_Provided text:_
····················
Governments have imperfect data. They have aging IT infrastructure. They have outdated, process-heavy, compliance-based decision-making processes. They value policy and communications over implementation and impact assessment. But they are getting better. And the design, execution and assessment of programs will be better because of the investments that the federal government made over the past four years. The lives of Canadians will be better.
Crises open windows of opportunity that allow changes to happen on things that were resisted for decades
Everyone has heard that “a crisis is a terrible thing to waste.” But too many people interpret this in the most cynical way possible: how can I take advantage of the current situation to push forward an agenda that I’ve been pushing without success for years?
But a less cynical set of eyes would look at that question not from the perspective of an agenda, but from the perspective of people — people who have been too often left behind by public policy. And then we might conclude that the gaps in existing policy architecture have indeed needed redress for a long time — but have lacked a precipitating event to reveal the full nature of shortcomings. The current economic crisis is revealing the systemic risks that many Canadians live with every day but have been ignored.
····················
_Exercise data:_
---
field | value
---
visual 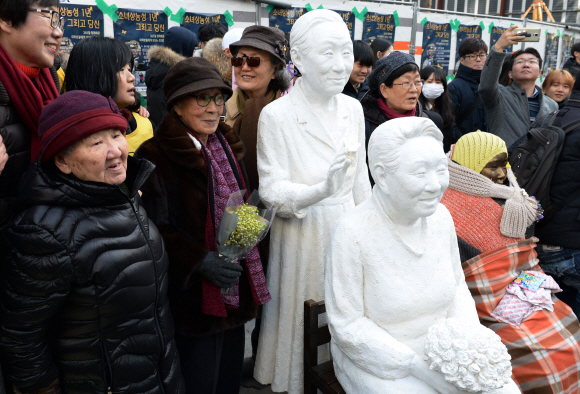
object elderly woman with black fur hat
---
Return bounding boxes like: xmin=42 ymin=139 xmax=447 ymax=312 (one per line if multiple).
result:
xmin=136 ymin=58 xmax=270 ymax=394
xmin=226 ymin=26 xmax=290 ymax=189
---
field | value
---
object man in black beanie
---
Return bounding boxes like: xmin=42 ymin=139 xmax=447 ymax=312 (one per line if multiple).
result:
xmin=535 ymin=78 xmax=580 ymax=316
xmin=145 ymin=26 xmax=199 ymax=125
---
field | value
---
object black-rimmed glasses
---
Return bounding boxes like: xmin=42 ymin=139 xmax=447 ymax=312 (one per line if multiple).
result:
xmin=232 ymin=55 xmax=262 ymax=67
xmin=191 ymin=94 xmax=228 ymax=107
xmin=393 ymin=80 xmax=425 ymax=90
xmin=28 ymin=8 xmax=65 ymax=32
····················
_Task 1:_ In the text on governments and crises, what do governments value over implementation and impact assessment?
_Task 2:_ Put this sentence from the text on governments and crises into Spanish: Everyone has heard that “a crisis is a terrible thing to waste.”

_Written solution 1:_ Policy and communications.

_Written solution 2:_ Todo el mundo ha oído que «una crisis es algo terrible de desperdiciar».